Bounding box annotation entries -
══════

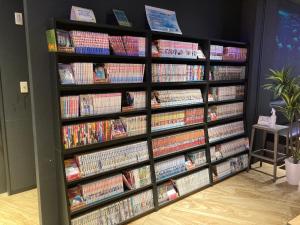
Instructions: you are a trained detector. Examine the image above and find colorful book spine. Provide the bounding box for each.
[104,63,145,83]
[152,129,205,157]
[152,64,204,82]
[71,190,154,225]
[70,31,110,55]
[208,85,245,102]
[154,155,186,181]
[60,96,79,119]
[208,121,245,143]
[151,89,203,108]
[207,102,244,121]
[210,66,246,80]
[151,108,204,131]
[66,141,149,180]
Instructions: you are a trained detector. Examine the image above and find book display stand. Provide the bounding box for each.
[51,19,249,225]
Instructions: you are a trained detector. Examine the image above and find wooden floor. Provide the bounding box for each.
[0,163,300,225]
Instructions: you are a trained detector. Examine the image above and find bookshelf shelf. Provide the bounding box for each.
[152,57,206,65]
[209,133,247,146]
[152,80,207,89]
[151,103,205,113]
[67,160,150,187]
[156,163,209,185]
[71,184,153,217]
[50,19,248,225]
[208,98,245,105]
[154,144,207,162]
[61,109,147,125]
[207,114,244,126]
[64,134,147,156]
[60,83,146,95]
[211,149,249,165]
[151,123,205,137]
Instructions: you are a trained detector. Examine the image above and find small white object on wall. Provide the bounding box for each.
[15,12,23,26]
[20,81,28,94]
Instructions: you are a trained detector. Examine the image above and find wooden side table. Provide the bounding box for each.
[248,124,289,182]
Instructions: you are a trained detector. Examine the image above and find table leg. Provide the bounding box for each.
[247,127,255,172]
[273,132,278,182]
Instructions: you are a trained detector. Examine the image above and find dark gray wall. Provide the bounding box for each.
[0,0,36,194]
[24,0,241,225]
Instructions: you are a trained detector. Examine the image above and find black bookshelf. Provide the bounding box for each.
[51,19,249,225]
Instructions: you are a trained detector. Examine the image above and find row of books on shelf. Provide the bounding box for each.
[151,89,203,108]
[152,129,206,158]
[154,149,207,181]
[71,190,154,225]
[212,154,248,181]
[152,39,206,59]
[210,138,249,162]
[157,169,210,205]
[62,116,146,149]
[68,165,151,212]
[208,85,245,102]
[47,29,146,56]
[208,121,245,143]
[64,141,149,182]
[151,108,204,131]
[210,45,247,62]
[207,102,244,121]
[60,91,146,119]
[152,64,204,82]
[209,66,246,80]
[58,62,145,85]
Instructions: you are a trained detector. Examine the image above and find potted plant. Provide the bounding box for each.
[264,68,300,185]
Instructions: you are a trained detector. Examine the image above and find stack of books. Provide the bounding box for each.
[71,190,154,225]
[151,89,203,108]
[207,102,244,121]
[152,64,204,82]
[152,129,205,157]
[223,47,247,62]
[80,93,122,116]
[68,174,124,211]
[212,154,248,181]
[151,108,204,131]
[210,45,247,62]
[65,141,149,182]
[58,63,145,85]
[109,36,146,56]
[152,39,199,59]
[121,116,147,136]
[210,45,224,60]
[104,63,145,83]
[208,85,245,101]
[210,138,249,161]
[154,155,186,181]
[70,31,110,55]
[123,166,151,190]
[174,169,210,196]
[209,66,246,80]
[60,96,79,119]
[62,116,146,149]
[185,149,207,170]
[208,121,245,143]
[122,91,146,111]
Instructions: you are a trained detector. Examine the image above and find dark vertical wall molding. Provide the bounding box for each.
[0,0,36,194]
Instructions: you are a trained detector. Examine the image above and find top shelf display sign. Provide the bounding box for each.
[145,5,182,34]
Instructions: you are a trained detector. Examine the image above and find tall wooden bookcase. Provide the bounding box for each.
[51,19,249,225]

══════

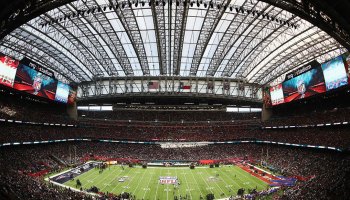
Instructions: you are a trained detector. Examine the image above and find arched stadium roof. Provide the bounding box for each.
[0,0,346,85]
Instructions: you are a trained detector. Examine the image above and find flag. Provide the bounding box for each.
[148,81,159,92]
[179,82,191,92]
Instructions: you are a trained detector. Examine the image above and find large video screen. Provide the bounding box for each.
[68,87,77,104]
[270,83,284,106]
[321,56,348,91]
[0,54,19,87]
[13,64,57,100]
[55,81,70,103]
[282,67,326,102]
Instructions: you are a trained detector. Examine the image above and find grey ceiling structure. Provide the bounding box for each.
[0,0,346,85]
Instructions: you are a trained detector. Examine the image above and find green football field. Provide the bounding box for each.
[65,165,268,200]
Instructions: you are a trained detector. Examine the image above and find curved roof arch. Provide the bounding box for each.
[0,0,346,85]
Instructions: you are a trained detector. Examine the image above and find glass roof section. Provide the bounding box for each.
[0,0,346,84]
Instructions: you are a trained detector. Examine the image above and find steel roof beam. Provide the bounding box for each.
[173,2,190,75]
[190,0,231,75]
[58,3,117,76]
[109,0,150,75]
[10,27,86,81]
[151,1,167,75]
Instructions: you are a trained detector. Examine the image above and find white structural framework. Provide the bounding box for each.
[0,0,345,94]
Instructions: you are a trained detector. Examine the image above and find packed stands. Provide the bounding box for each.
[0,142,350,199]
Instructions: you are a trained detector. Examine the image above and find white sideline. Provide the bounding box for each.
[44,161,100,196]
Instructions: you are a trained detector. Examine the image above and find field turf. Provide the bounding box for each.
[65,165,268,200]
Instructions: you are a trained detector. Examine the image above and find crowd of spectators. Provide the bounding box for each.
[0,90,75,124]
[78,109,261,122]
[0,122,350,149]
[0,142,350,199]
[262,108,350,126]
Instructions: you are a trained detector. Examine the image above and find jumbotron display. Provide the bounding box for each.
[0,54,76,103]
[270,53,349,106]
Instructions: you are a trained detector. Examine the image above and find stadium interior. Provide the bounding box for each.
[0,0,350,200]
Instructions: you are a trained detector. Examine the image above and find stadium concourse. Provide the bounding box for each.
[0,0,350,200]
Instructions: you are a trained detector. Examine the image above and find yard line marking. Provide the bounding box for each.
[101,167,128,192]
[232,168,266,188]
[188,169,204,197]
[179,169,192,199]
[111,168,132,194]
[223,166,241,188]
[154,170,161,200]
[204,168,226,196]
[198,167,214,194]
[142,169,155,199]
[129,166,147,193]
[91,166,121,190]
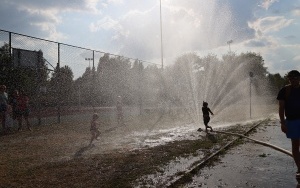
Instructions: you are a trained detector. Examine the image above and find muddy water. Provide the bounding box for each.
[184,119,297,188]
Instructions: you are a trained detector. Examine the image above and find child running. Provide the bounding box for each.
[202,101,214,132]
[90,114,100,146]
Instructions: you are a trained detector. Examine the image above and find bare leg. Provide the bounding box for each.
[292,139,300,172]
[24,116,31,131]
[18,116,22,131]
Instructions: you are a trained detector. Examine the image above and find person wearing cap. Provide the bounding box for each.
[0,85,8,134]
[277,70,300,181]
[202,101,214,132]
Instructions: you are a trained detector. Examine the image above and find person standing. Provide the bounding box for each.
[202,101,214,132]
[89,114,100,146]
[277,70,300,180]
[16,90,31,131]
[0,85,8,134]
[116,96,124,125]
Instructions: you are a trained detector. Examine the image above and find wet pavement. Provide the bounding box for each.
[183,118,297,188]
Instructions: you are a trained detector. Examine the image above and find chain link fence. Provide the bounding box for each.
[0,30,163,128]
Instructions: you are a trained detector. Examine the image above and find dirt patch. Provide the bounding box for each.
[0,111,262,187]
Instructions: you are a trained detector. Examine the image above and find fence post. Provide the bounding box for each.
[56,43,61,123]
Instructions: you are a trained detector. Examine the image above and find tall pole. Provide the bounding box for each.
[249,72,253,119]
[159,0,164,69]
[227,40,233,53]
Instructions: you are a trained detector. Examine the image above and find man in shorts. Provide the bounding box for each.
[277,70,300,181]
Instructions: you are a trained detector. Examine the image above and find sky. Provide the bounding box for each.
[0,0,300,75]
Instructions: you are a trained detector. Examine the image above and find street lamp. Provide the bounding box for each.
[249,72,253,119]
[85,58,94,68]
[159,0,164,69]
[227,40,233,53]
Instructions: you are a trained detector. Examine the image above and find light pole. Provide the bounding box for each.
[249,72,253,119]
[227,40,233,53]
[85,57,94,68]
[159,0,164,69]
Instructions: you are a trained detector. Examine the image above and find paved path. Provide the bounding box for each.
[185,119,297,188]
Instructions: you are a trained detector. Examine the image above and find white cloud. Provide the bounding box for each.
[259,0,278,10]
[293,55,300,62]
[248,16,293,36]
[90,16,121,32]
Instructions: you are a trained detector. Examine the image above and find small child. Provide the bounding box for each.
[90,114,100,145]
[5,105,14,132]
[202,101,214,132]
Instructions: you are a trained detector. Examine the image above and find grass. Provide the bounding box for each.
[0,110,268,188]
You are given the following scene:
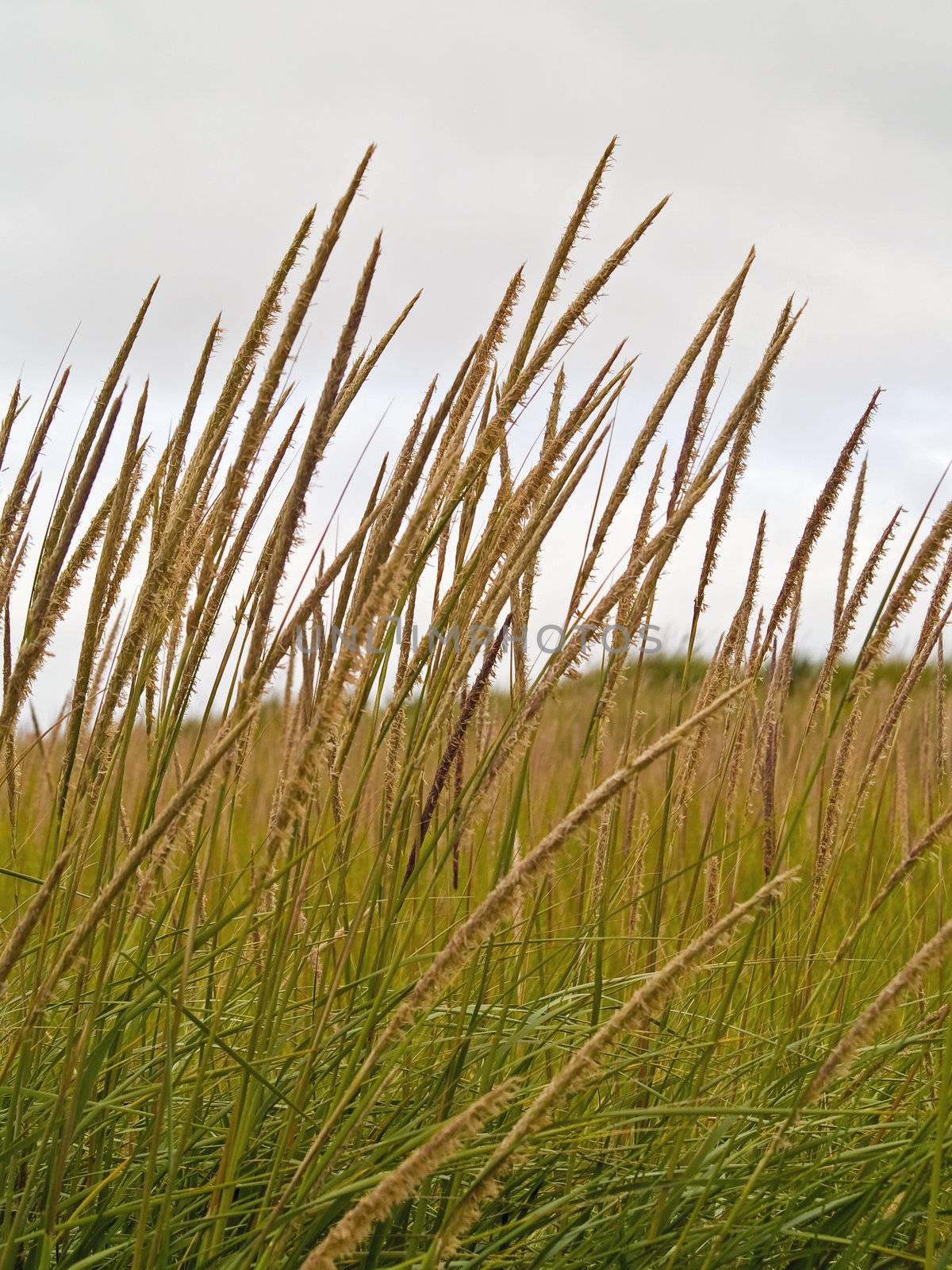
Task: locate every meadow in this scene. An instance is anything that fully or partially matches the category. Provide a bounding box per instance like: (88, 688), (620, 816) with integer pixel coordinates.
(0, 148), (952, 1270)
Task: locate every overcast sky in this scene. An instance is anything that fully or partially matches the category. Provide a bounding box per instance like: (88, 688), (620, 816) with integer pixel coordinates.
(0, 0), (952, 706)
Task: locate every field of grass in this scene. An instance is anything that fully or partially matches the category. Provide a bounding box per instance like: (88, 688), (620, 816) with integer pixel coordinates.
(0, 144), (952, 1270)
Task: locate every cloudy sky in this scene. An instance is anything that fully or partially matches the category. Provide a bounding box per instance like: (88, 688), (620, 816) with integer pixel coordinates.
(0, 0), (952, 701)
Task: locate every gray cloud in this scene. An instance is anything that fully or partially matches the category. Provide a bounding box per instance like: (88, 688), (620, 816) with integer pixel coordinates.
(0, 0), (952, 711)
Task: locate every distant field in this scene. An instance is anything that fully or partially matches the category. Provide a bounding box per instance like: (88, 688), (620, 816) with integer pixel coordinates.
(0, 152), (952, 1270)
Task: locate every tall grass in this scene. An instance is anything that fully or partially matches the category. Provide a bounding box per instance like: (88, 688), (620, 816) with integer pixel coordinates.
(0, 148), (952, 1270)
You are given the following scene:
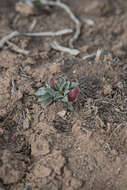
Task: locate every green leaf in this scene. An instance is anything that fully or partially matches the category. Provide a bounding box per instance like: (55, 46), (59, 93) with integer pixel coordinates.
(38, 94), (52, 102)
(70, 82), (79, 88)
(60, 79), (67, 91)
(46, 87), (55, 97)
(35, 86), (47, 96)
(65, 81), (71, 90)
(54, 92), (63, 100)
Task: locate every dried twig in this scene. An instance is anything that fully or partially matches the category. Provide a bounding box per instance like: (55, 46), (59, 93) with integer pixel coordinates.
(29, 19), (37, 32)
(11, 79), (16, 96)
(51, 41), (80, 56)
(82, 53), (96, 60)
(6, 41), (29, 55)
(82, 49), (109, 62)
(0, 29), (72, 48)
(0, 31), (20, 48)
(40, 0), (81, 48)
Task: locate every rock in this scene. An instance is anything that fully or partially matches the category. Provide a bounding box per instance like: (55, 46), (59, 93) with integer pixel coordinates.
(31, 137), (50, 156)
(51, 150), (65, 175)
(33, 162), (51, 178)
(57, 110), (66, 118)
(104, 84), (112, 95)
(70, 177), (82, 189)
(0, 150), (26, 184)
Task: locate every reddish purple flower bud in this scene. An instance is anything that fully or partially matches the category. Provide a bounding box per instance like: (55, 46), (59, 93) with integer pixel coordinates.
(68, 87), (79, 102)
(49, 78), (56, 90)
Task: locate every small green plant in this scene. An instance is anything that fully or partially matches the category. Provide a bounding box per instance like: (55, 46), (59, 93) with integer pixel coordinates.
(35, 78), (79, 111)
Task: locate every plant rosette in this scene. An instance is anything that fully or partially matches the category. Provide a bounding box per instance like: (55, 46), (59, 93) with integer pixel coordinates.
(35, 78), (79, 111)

══════

Given problem - Return every line of the items above that contains the word "wooden", copying each line in full.

Written reply -
Instructions: you are a trained detector. Examine the image above and find wooden floor. Provide the bounding box for each.
Instructions: you are a trained detector. Examine the image above and find wooden side table. Provide the bounding box for each.
Instructions: you are a trained detector. Examine the image above and find tall wooden bookcase. Provide the bounding box for each.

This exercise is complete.